Short task: Rewrite the records below, swapping every "region" for "area" and keeping all else the same.

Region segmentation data

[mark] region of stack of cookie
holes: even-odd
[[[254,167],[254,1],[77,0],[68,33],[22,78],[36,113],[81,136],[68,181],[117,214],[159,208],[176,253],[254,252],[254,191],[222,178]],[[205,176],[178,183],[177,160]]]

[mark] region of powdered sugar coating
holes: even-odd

Written response:
[mark] area of stack of cookie
holes: even-odd
[[[254,167],[254,1],[77,0],[68,33],[22,78],[36,113],[81,136],[68,181],[117,214],[159,208],[176,253],[254,252],[254,191],[222,178]],[[205,176],[178,183],[177,160]]]

[mark] area of powdered sugar coating
holes: even-odd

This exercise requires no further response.